_WORK TASK_. Please write the following entries out once more, exactly.

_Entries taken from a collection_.
- - - -

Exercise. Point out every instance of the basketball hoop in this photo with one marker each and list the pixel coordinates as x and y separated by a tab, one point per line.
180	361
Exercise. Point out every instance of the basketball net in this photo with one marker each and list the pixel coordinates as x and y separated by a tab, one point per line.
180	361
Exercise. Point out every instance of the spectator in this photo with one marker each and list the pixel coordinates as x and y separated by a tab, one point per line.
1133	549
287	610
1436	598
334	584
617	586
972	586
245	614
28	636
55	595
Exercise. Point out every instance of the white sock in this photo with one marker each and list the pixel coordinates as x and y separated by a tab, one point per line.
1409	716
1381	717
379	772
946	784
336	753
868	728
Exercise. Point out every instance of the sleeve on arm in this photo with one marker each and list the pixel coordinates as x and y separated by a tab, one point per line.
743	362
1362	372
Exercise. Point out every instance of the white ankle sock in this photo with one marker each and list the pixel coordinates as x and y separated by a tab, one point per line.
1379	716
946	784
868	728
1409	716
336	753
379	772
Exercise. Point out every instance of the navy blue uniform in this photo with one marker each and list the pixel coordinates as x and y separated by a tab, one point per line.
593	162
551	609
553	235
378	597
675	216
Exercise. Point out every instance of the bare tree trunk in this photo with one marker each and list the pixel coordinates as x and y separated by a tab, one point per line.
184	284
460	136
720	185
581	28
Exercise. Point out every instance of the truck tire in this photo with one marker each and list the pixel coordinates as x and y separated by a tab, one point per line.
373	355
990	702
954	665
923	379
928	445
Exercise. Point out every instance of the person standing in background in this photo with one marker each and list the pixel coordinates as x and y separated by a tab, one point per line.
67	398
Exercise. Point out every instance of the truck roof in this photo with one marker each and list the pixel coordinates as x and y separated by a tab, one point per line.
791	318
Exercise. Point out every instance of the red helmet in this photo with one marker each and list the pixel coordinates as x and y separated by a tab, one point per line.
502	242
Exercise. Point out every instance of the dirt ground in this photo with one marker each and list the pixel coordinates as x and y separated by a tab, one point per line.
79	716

- - - -

_ANSWER BOX_.
Exercise. Point out every instance of the basketball hoop in this photo with one marker each and list the pixel coordinates as x and y separated by a tab, one point per line.
180	361
Exercise. Point out every instance of the basketball net in this photo with one marker each and list the pixel coordinates as x and y separated by a tab, one point per line.
180	361
Exercise. Point out every instance of the spectator in this photo with one marker each and list the pixel coordinates as x and y separated by a tab, one point per line.
1133	549
287	610
1436	598
334	584
617	586
972	586
245	614
28	636
55	595
Exercise. Point out every instance of the white sock in this photo with one marker each and list the pixel coordinates as x and y separated by a tab, one point per line.
1409	716
1381	717
379	772
946	784
336	753
868	728
Exercise. Point out every instance of the sleeve on arm in this photo with one marker each and list the pixel coordinates as x and y separated by a tab, one point per line.
743	362
1362	372
Exercise. Point out every instance of the white ankle sock in this photo with one marker each and list the pixel coordinates as x and y separated by a tab, one point per line.
1379	716
946	784
868	728
1409	716
336	753
379	772
Exercise. Point out every instance of the navy blue uniform in this photo with one marker each and list the pixel coordinates as x and y separated by a tab, one point per line.
593	162
551	609
553	235
378	597
675	216
Exercise. Point out every instance of the bare tree trunk in this photo with one marker each and list the pixel coordinates as x and y separated by a tab, one point per line.
184	284
460	136
720	185
581	28
Exercise. Point out every instance of the truck tire in this photo with one marker each and list the pixel coordinates as x and y separated by a tab, one point per line.
373	355
990	702
954	665
923	379
928	445
Exercise. Point out every instance of the person standing in background in this photo with one marker each and list the pixel coordinates as x and y separated by a tab, one point per line.
67	398
Exercise. Point out every instance of the truck roof in this photo with one marker each and list the pixel coordinates as x and y separated by a tab, one point per line.
791	318
Exercise. Point out every instance of the red helmet in this photo with one marker each and list the pixel coordinates as x and y separated by a tab, one point per line.
502	242
Exercise. Point out every instance of the dirt ground in this photo with one marker each and list the pixel coordinates as x and y separated by a tab, one point per line.
79	716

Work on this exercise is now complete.